R: How to conduct Two-sample T-test?

2021-02-20 森林語言學筆記

引言:本文基於案例分析,介紹了如何運用R語言進行雙樣本T檢驗來判定兩個沒有聯繫的總體樣本均值間是否存在顯著的差異。通過搜集華南師範大學30名男生和30名女生(樣本)每天花在網絡上的時間,來判定學校所有男生和女生(總體)在使用網絡時間上是否有顯著性差異。內容包括:繪製箱型圖進行數據可視化、無效假設(H0)、備擇假設(H1)、用Shapiro-Wilk test來檢測數據是否符合正態分布、用F-test檢測方差是否相等、將p-value與顯著性水平0.05進行比較、以及T-test(方差相同時)和Welch t-test(方差不相同時)。

 

The purpose of the article is not to explain everything behind t-test. Instead, I intend to offer a simplified way to use the tool, based on a case study, in a way that readers without statistics background could understand. It is advisable to focus on the big picture rather than details. Readers are recommended to copy and paste the code and run it in RStudio to see whether to get the same result. Lastly, t-test is much more complicated than what I describe below. Readers who are interested in the statistical tool should refer to further readings.

 

Vocabulary


population
總體

sample

樣本
mean均值
normal distribution正態分布
variance
方差
significant difference
顯著性差異
hypothesis
假設

Two-sample T-test is used to compare the means of two unrelated groups of samples. Let’s put the definition aside and look at a case study. 

 

Case study

 

You want to know whether there is a difference in the amount of time that male students and female students spend online each day at SCNU. The only way you can be 100% sure about the answer is to ask all the students in the college (population) to collect the data and compare their means. In reality, it is not practical to conduct such a survey. However, you can take a random sample from each population and make your inference with some degree of certainty by comparing their means.

- - -

REQUIRED ACTIONS:
1: In the t-test tutorial, why does the case study take a random sample of male and female students instead of asking every student at SCNU?
2: Carry on the t-test tutorial from its last sentence.

Object pointing dataset rows
- - -

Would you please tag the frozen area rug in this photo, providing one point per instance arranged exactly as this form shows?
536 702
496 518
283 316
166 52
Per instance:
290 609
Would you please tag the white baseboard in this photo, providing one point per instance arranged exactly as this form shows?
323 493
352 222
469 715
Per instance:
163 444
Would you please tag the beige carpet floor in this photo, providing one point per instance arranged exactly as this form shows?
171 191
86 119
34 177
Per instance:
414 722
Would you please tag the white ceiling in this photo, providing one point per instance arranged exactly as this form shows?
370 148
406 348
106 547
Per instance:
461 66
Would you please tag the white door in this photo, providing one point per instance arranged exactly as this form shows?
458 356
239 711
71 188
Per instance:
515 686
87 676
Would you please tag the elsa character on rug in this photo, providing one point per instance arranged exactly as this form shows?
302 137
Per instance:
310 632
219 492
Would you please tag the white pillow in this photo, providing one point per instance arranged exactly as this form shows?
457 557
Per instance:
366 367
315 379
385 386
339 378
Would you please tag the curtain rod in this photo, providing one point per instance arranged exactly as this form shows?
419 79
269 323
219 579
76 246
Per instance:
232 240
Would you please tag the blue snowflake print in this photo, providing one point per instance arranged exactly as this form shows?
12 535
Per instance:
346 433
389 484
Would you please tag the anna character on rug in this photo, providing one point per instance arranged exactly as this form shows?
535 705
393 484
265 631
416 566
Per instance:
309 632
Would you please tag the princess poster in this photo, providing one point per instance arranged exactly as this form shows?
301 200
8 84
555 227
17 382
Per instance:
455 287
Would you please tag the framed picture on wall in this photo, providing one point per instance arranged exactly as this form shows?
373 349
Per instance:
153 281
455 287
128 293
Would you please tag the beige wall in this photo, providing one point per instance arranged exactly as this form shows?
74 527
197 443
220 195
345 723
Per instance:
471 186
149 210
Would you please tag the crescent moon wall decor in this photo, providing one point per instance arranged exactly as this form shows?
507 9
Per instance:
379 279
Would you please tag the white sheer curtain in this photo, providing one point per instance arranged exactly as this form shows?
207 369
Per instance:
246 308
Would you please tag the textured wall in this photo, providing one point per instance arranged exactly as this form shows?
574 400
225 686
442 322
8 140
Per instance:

- - -

ANSWERS FOR THE EXERCISE:
1: Asking every student is the only way to be 100% sure of the answer, but the tutorial says such a survey isn't practical in reality. A random sample from each group still lets you draw a conclusion with some degree of certainty by comparing the means.

2:
 

Sample data

 

# hours of 30 male students at SCNU spending online each day

time_male <- c(5, 6, 9, 6, 6, 10, 7, 4, 5, 5, 9, 7, 7, 6, 5, 10, 7, 2, 8, 5, 4, 6, 4, 5, 5, 3, 8, 7, 4, 9)

 

# hours of 30 female students at SCNU spending online each day

time_female <- c(5, 4, 6, 6, 6, 6, 6, 5, 4, 4, 4, 4, 3, 8, 7, 3, 4, 4, 6, 5, 5, 5, 5, 7, 4, 7, 2, 6, 3, 2)

Visualization

 

We can draw box plot to visually demonstrate the data.

 

# Create a data frame

my_data <- data.frame(Gender = rep(c("Male", "Female"), each = 30),  Hours = c(time_male, time_female) )

 

# Visualize the data using box plot

install.packages("ggpubr")

library("ggpubr")

ggboxplot(my_data, x = "Gender", y = "Hours", color = "Gender", palette = c("#00AFBB", "#E7B800"), las = 1, ylab = "Hours", xlab = "Gender")

 

Hypotheses

 

In order to answer the research question, we need to form two hypotheses.

 

H0: No difference in mean / the difference is due to chance

H1: The two means are different / the difference is significant

 

In statistics, 「significant」 means probably true (not due to chance).

 

However, before we conduct t-test, we need to know (1) whether the two sets of data follow normal distribution; and (2) whether the variances of the two sets of data are equal or not.

 

(1) Normal distribution

 

Shapiro-Wilk test examines whether the data follows normal distribution. The graph below shows a normal distribution.

 

 

# Shapiro-Wilk test

shapiro.test(time_male)

shapiro.test(time_female)

The two p-values are 0.3331 and 0.248, respectively. Since they are greater than the significance level 0.05, the result implies that the two sets of data are not significantly different from normal distribution. In other words, we can assume the data follows normal distribution so it passes Shapiro-Wilk test.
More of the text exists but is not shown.